WASHINGTON – The
U.S. Department of the Treasury is offering $72 billion of Treasury securities
to refund approximately $69.6 billion of Treasury notes maturing on August 15,
2013. This will raise approximately $2.4
billion of new cash. The securities are:
3-year note in the amount of $32 billion, maturing August 15, 2016;
10-year note in the amount of $24 billion, maturing August 15, 2023; and
30-year bond in the amount of $16 billion, maturing August 15, 2043.
The 3-year note will be auctioned on a yield basis at 1:00
p.m. ET on Tuesday, August 6, 2013. The
10-year note will be auctioned on a yield basis at 1:00 p.m. ET on Wednesday, August
7, 2013, and the 30-year bond will be auctioned on a yield basis at 1:00 p.m. ET
on Thursday, August 8, 2013. All of
these auctions will settle on Thursday, August 15, 2013.

DATA TO PROCESS -
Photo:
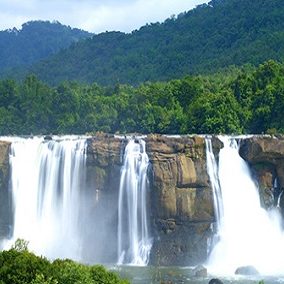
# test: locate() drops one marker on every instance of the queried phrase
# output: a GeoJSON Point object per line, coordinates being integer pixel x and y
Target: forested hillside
{"type": "Point", "coordinates": [34, 41]}
{"type": "Point", "coordinates": [243, 101]}
{"type": "Point", "coordinates": [212, 36]}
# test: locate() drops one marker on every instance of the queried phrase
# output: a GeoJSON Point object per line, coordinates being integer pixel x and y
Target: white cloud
{"type": "Point", "coordinates": [92, 15]}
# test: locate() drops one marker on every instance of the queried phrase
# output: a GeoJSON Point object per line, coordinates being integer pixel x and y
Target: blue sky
{"type": "Point", "coordinates": [92, 15]}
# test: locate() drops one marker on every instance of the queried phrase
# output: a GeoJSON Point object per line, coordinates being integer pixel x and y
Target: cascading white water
{"type": "Point", "coordinates": [212, 170]}
{"type": "Point", "coordinates": [134, 242]}
{"type": "Point", "coordinates": [46, 180]}
{"type": "Point", "coordinates": [249, 235]}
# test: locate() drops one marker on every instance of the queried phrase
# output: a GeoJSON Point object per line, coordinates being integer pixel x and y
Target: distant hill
{"type": "Point", "coordinates": [36, 40]}
{"type": "Point", "coordinates": [205, 39]}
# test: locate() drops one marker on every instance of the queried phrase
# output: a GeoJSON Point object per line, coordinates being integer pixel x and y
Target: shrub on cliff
{"type": "Point", "coordinates": [19, 266]}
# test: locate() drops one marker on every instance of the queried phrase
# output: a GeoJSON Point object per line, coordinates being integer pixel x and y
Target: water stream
{"type": "Point", "coordinates": [46, 177]}
{"type": "Point", "coordinates": [134, 242]}
{"type": "Point", "coordinates": [248, 234]}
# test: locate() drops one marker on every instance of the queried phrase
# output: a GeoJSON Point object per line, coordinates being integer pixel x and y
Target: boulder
{"type": "Point", "coordinates": [246, 270]}
{"type": "Point", "coordinates": [215, 281]}
{"type": "Point", "coordinates": [200, 271]}
{"type": "Point", "coordinates": [265, 155]}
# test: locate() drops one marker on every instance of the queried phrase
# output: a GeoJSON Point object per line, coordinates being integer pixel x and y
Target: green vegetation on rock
{"type": "Point", "coordinates": [245, 100]}
{"type": "Point", "coordinates": [19, 266]}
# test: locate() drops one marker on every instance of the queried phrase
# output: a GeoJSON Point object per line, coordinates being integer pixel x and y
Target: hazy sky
{"type": "Point", "coordinates": [92, 15]}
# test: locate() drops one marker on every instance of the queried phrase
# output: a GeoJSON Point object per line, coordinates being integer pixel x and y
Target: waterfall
{"type": "Point", "coordinates": [212, 170]}
{"type": "Point", "coordinates": [249, 235]}
{"type": "Point", "coordinates": [46, 179]}
{"type": "Point", "coordinates": [134, 242]}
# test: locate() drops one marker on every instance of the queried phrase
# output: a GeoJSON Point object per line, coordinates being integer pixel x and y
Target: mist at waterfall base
{"type": "Point", "coordinates": [134, 242]}
{"type": "Point", "coordinates": [247, 234]}
{"type": "Point", "coordinates": [54, 205]}
{"type": "Point", "coordinates": [59, 209]}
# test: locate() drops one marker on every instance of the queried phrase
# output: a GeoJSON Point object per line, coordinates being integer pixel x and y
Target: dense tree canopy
{"type": "Point", "coordinates": [205, 39]}
{"type": "Point", "coordinates": [34, 41]}
{"type": "Point", "coordinates": [245, 100]}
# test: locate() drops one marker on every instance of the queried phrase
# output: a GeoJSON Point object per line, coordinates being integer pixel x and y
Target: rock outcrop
{"type": "Point", "coordinates": [265, 155]}
{"type": "Point", "coordinates": [181, 200]}
{"type": "Point", "coordinates": [181, 204]}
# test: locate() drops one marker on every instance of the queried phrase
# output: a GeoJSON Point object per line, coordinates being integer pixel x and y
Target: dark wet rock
{"type": "Point", "coordinates": [265, 155]}
{"type": "Point", "coordinates": [200, 271]}
{"type": "Point", "coordinates": [47, 137]}
{"type": "Point", "coordinates": [246, 270]}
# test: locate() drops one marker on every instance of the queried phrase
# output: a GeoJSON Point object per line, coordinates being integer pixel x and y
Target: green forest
{"type": "Point", "coordinates": [19, 266]}
{"type": "Point", "coordinates": [202, 41]}
{"type": "Point", "coordinates": [19, 48]}
{"type": "Point", "coordinates": [239, 100]}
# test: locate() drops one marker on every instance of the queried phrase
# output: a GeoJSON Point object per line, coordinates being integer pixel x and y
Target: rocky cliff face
{"type": "Point", "coordinates": [181, 205]}
{"type": "Point", "coordinates": [265, 154]}
{"type": "Point", "coordinates": [181, 200]}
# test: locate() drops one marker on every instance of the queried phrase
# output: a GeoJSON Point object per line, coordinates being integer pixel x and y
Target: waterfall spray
{"type": "Point", "coordinates": [249, 235]}
{"type": "Point", "coordinates": [134, 243]}
{"type": "Point", "coordinates": [46, 178]}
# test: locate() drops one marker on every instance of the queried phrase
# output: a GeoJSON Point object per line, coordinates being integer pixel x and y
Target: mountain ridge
{"type": "Point", "coordinates": [205, 39]}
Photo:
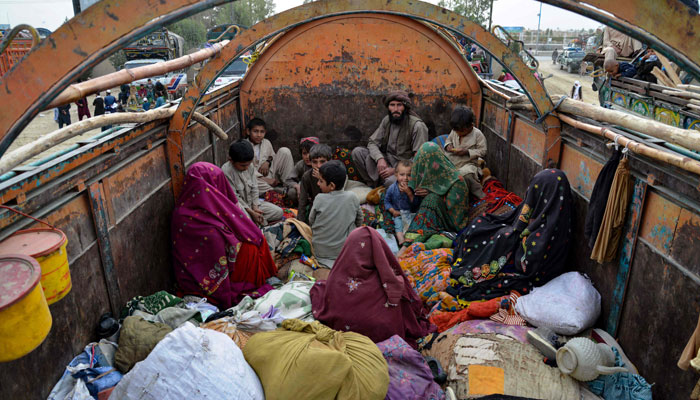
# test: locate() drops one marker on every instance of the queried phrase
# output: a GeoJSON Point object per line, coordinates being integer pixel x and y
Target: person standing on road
{"type": "Point", "coordinates": [63, 115]}
{"type": "Point", "coordinates": [577, 92]}
{"type": "Point", "coordinates": [83, 109]}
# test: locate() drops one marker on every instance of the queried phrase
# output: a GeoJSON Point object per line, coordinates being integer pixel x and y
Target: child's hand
{"type": "Point", "coordinates": [264, 168]}
{"type": "Point", "coordinates": [421, 192]}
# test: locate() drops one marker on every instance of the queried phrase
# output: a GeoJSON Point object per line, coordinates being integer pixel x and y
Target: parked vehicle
{"type": "Point", "coordinates": [571, 60]}
{"type": "Point", "coordinates": [175, 82]}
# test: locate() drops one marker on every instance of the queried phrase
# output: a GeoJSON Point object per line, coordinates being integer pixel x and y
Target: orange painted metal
{"type": "Point", "coordinates": [659, 222]}
{"type": "Point", "coordinates": [581, 170]}
{"type": "Point", "coordinates": [529, 139]}
{"type": "Point", "coordinates": [77, 45]}
{"type": "Point", "coordinates": [328, 8]}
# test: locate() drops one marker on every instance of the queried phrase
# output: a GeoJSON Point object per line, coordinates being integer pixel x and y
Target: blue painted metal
{"type": "Point", "coordinates": [629, 242]}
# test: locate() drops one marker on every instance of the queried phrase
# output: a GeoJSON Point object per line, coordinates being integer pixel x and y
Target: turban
{"type": "Point", "coordinates": [397, 95]}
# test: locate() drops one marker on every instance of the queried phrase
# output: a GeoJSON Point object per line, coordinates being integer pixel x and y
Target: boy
{"type": "Point", "coordinates": [334, 215]}
{"type": "Point", "coordinates": [241, 174]}
{"type": "Point", "coordinates": [400, 200]}
{"type": "Point", "coordinates": [303, 165]}
{"type": "Point", "coordinates": [274, 171]}
{"type": "Point", "coordinates": [464, 145]}
{"type": "Point", "coordinates": [308, 187]}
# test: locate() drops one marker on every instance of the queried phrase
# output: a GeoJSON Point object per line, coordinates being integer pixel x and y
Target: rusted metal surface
{"type": "Point", "coordinates": [77, 45]}
{"type": "Point", "coordinates": [529, 139]}
{"type": "Point", "coordinates": [669, 26]}
{"type": "Point", "coordinates": [581, 170]}
{"type": "Point", "coordinates": [685, 246]}
{"type": "Point", "coordinates": [349, 63]}
{"type": "Point", "coordinates": [659, 222]}
{"type": "Point", "coordinates": [326, 9]}
{"type": "Point", "coordinates": [661, 310]}
{"type": "Point", "coordinates": [627, 246]}
{"type": "Point", "coordinates": [99, 218]}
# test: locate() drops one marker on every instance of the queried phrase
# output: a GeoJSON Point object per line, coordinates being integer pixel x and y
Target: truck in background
{"type": "Point", "coordinates": [159, 46]}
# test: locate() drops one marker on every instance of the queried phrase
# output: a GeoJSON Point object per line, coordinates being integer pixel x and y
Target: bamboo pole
{"type": "Point", "coordinates": [669, 69]}
{"type": "Point", "coordinates": [77, 91]}
{"type": "Point", "coordinates": [24, 153]}
{"type": "Point", "coordinates": [684, 163]}
{"type": "Point", "coordinates": [691, 88]}
{"type": "Point", "coordinates": [662, 78]}
{"type": "Point", "coordinates": [683, 93]}
{"type": "Point", "coordinates": [689, 139]}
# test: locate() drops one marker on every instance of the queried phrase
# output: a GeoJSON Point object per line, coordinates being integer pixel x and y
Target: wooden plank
{"type": "Point", "coordinates": [629, 242]}
{"type": "Point", "coordinates": [101, 222]}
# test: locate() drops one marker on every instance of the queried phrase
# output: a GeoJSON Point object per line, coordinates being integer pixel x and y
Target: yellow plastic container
{"type": "Point", "coordinates": [48, 247]}
{"type": "Point", "coordinates": [25, 319]}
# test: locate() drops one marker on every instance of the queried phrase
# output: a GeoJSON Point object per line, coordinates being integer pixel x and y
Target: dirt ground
{"type": "Point", "coordinates": [561, 81]}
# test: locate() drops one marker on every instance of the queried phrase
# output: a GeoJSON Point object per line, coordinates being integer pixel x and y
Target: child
{"type": "Point", "coordinates": [303, 165]}
{"type": "Point", "coordinates": [334, 215]}
{"type": "Point", "coordinates": [274, 171]}
{"type": "Point", "coordinates": [308, 187]}
{"type": "Point", "coordinates": [464, 145]}
{"type": "Point", "coordinates": [241, 174]}
{"type": "Point", "coordinates": [400, 200]}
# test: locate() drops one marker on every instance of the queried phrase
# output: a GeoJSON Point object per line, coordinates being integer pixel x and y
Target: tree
{"type": "Point", "coordinates": [475, 10]}
{"type": "Point", "coordinates": [192, 30]}
{"type": "Point", "coordinates": [245, 12]}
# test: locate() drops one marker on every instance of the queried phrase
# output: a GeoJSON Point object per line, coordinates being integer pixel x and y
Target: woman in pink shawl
{"type": "Point", "coordinates": [218, 251]}
{"type": "Point", "coordinates": [368, 293]}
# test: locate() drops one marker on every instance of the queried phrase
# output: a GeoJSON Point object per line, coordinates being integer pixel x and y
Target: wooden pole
{"type": "Point", "coordinates": [669, 69]}
{"type": "Point", "coordinates": [24, 153]}
{"type": "Point", "coordinates": [684, 163]}
{"type": "Point", "coordinates": [691, 88]}
{"type": "Point", "coordinates": [77, 91]}
{"type": "Point", "coordinates": [687, 138]}
{"type": "Point", "coordinates": [662, 78]}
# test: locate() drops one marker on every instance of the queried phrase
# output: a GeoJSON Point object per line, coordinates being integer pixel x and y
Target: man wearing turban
{"type": "Point", "coordinates": [398, 137]}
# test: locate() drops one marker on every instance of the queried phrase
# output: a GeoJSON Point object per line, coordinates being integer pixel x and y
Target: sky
{"type": "Point", "coordinates": [50, 14]}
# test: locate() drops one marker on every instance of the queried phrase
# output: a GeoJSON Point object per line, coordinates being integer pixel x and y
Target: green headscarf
{"type": "Point", "coordinates": [432, 170]}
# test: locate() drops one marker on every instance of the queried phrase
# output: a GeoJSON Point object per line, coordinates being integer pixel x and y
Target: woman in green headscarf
{"type": "Point", "coordinates": [446, 201]}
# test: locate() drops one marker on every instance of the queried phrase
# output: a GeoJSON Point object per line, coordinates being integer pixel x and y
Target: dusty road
{"type": "Point", "coordinates": [561, 81]}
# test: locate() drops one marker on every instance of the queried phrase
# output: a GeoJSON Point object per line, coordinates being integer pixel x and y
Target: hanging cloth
{"type": "Point", "coordinates": [599, 198]}
{"type": "Point", "coordinates": [605, 248]}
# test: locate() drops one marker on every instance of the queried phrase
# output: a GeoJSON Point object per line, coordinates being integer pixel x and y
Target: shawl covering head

ACTIONS TO TAKE -
1/ According to the Treasury announcement, on what date will all of the auctions settle?
2/ Pick out each line of the records that contains the string "painted".

ANSWERS FOR THIS EXERCISE -
1/ Thursday, August 15, 2013.

2/
Target: orange painted metal
Target: blue painted metal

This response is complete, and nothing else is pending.